> _Task directions_: An exact copy of all the lines below is required, with every image left out.

BEGIN Information

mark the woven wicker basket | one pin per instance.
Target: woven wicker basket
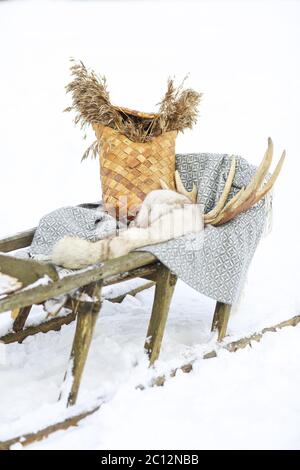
(129, 170)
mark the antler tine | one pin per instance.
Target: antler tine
(245, 198)
(257, 179)
(222, 201)
(192, 195)
(163, 184)
(271, 180)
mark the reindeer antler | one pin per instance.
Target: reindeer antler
(245, 198)
(248, 196)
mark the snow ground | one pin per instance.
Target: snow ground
(244, 57)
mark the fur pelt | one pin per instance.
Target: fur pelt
(164, 215)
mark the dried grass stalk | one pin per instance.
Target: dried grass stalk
(91, 102)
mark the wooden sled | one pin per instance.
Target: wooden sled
(82, 291)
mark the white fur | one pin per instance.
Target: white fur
(164, 215)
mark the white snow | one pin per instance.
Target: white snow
(244, 57)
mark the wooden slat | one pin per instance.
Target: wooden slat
(63, 286)
(26, 439)
(57, 322)
(26, 270)
(165, 286)
(221, 318)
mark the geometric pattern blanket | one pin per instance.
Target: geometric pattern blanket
(214, 261)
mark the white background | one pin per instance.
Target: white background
(244, 57)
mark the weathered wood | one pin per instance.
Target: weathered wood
(26, 270)
(17, 241)
(165, 286)
(132, 292)
(231, 347)
(87, 310)
(53, 324)
(146, 272)
(26, 439)
(220, 320)
(95, 273)
(57, 322)
(21, 318)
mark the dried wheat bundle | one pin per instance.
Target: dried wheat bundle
(91, 103)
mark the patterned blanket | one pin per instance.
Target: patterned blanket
(214, 262)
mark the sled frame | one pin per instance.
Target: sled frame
(85, 303)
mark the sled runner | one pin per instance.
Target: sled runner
(81, 291)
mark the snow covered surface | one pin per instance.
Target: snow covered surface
(244, 57)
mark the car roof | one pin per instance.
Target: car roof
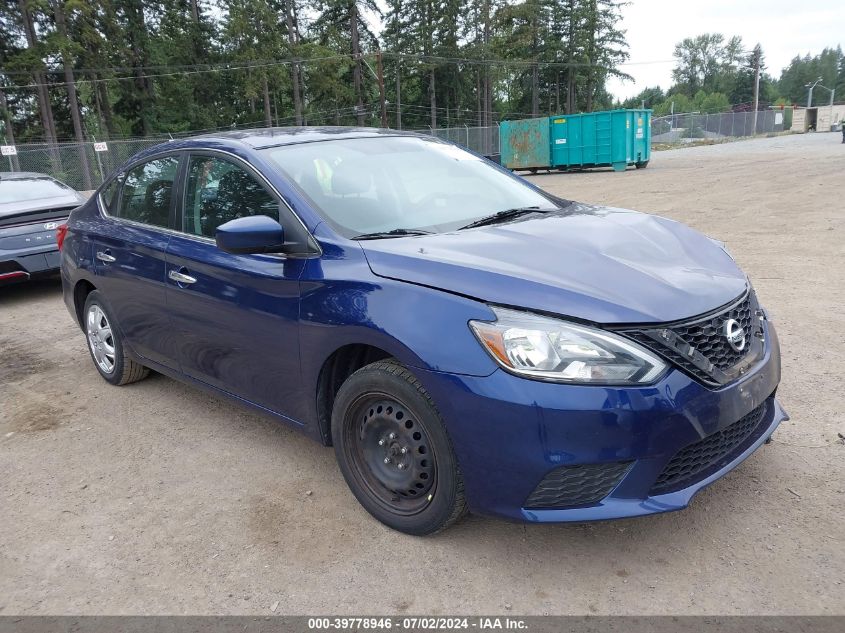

END Information

> _Answer_:
mark the woven wicker basket | one pin per instance.
Target: woven wicker basket
(129, 170)
mark the antler tine | one pin per instance.
Target: antler tine
(245, 198)
(257, 179)
(222, 201)
(192, 195)
(163, 184)
(271, 180)
mark the reindeer antler | one pin per instance.
Target: reindeer antler
(245, 198)
(248, 196)
mark the snow ground | one pin per instance.
Target: snow ground
(244, 57)
mark the fur pelt | one pin per instance.
Target: fur pelt
(164, 215)
mark the dried grass stalk | one pin per instance.
Target: dried grass stalk
(91, 102)
mark the wooden sled | one pin per instance.
Target: wooden sled
(82, 291)
mark the white fur | one pin per instance.
Target: white fur
(164, 215)
mark the white snow | one pin per instance.
Target: white snow
(244, 57)
mark the wooden slat | one pin per instance.
Target: wooden slat
(63, 286)
(26, 439)
(57, 322)
(26, 270)
(165, 286)
(221, 318)
mark the geometric pattern blanket | one pin per instance.
Target: geometric pattern blanket
(214, 261)
mark the white background | one pin per instance.
Target: white background
(244, 57)
mark the weathered wood | one pin per instance.
Target: weathered wood
(26, 270)
(17, 241)
(165, 286)
(132, 292)
(231, 347)
(87, 310)
(53, 324)
(146, 272)
(26, 439)
(220, 320)
(95, 273)
(57, 322)
(21, 318)
mark the dried wheat bundle | one pin per instance.
Target: dried wheat bundle
(91, 103)
mark the patterned blanket | one pin per instance.
Target: patterned blanket
(214, 262)
mark the sled frame | one pin per instance.
Target: sled frame
(85, 303)
mark the sled runner | one pin per instance.
Target: sled runner
(81, 291)
mark the snow covered surface | one pin per instance.
Target: snow covered surface
(244, 57)
mark the car roof | one pin per instance.
Target: car roof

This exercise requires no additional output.